### Exercice 1
Recopiez fidèlement le texte fourni depuis « La ZLECAf a » jusqu'à « de pays participants. » inclus.

### Texte fourni

À l’Organisation des Nations Unies pour l’alimentation et l’agriculture, nous pensons que l’inclusion et l’équité sont essentielles pour parvenir à une transformation efficace, inclusive, résiliente et durable des systèmes agroalimentaires, et que cet objectif ne peut être atteint sans tenir compte du rôle central joué par les femmes dans le secteur, notamment dans les marchés agricoles, le commerce et le développement des chaînes de valeur.

La Zone de libre-échange continentale africaine (ZLECAf) est une opportunité majeure pour stimuler la croissance économique, réduire la pauvreté et élargir l’inclusion économique. Nous devons saisir cette opportunité pour l’égalité des sexes également.

Le marché de l’agriculture et de l’agroalimentaire en Afrique connaît une expansion rapide, les marchés alimentaires étant estimés à USD 1 000 milliards d’ici à 2030, selon la Banque mondiale. Cela représente un immense potentiel pour l’Afrique de stimuler le commerce alimentaire et non alimentaire sur le continent et de renforcer la sécurité alimentaire et la résilience pour tous.

La ZLECAf a ouvert d’immenses nouvelles opportunités de marché et de commerce pour capitaliser sur ce potentiel. L’accord, signé par 54 États membres de l’Union africaine et couvrant un marché de 1,3 milliard de personnes, établit la plus grande zone de libre-échange mesurée par le nombre de pays participants.

L’accord crée un marché unique régional visant à renforcer le commerce intra-africain, à faciliter les investissements, à améliorer l’intégration économique continentale et à stimuler la compétitivité de ses pays membres tant sur le continent que sur le marché mondial.

### Entrées fournies
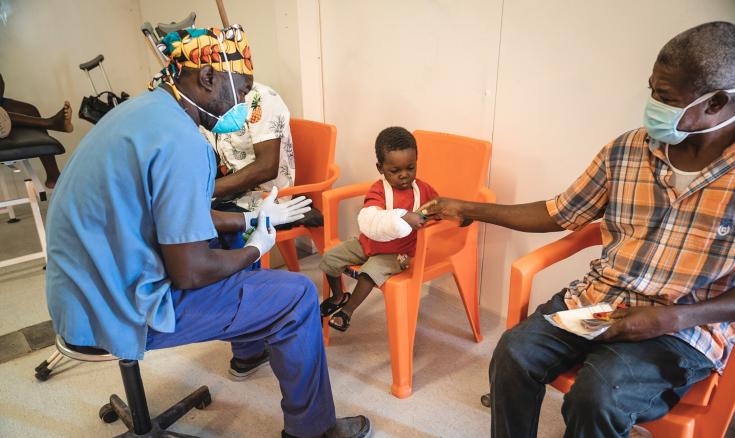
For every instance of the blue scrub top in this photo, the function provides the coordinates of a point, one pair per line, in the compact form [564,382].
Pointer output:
[142,177]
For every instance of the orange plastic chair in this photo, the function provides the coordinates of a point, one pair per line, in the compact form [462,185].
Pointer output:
[704,412]
[314,145]
[456,167]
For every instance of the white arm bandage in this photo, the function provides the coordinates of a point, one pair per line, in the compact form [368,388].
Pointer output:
[383,225]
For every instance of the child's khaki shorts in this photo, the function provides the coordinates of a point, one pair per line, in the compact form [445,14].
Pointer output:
[378,267]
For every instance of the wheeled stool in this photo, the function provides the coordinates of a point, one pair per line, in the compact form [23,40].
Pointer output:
[135,413]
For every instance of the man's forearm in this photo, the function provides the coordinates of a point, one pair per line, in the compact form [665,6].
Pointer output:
[718,309]
[220,264]
[533,217]
[244,179]
[228,222]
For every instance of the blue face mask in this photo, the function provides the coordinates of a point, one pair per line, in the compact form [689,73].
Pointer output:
[234,119]
[661,120]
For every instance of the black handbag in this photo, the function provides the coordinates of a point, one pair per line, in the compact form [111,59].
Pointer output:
[93,107]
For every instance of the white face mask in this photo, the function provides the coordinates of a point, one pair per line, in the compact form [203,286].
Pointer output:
[661,120]
[232,120]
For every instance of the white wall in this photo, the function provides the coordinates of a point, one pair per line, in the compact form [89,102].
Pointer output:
[548,82]
[271,27]
[571,75]
[420,64]
[44,41]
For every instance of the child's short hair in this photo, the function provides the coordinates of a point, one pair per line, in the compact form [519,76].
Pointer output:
[394,138]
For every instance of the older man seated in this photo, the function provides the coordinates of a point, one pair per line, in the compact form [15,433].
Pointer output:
[259,155]
[666,196]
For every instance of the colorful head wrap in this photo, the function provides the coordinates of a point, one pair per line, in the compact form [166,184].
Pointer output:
[194,48]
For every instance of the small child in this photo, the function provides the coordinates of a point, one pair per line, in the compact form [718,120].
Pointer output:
[388,222]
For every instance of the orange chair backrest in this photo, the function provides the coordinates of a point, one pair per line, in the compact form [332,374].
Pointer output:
[313,146]
[455,166]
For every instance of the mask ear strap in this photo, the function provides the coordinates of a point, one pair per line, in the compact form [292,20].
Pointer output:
[717,126]
[229,72]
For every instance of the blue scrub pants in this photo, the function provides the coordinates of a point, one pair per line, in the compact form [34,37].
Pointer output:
[254,310]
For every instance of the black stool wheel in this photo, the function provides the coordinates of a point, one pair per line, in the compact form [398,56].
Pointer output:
[206,401]
[108,414]
[485,400]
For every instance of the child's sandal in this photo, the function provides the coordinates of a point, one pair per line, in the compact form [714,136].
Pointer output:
[345,321]
[328,307]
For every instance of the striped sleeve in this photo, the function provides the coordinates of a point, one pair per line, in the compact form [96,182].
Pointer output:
[585,200]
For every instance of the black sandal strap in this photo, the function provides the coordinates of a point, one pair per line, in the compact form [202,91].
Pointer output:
[345,321]
[328,308]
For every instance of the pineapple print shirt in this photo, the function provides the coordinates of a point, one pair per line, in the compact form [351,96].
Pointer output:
[268,119]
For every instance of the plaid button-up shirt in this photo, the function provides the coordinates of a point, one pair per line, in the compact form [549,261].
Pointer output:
[658,247]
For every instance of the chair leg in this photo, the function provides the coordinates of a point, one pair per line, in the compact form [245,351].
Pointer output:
[465,274]
[200,399]
[135,394]
[287,249]
[6,197]
[401,309]
[122,410]
[43,370]
[317,236]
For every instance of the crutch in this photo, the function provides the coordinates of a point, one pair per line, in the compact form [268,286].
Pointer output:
[87,66]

### Exercice 2
Relevez chaque ligne des entrées où figure la chaîne « stool ». La casse compte.

### Corrigé détaillé 1
La ZLECAf a ouvert d’immenses nouvelles opportunités de marché et de commerce pour capitaliser sur ce potentiel. L’accord, signé par 54 États membres de l’Union africaine et couvrant un marché de 1,3 milliard de personnes, établit la plus grande zone de libre-échange mesurée par le nombre de pays participants.

### Corrigé détaillé 2
For every instance of the wheeled stool in this photo, the function provides the coordinates of a point, one pair per line, in the compact form [23,40].
For every instance of the black stool wheel in this photo, the function provides the coordinates of a point, one pair per line, in the compact form [398,56].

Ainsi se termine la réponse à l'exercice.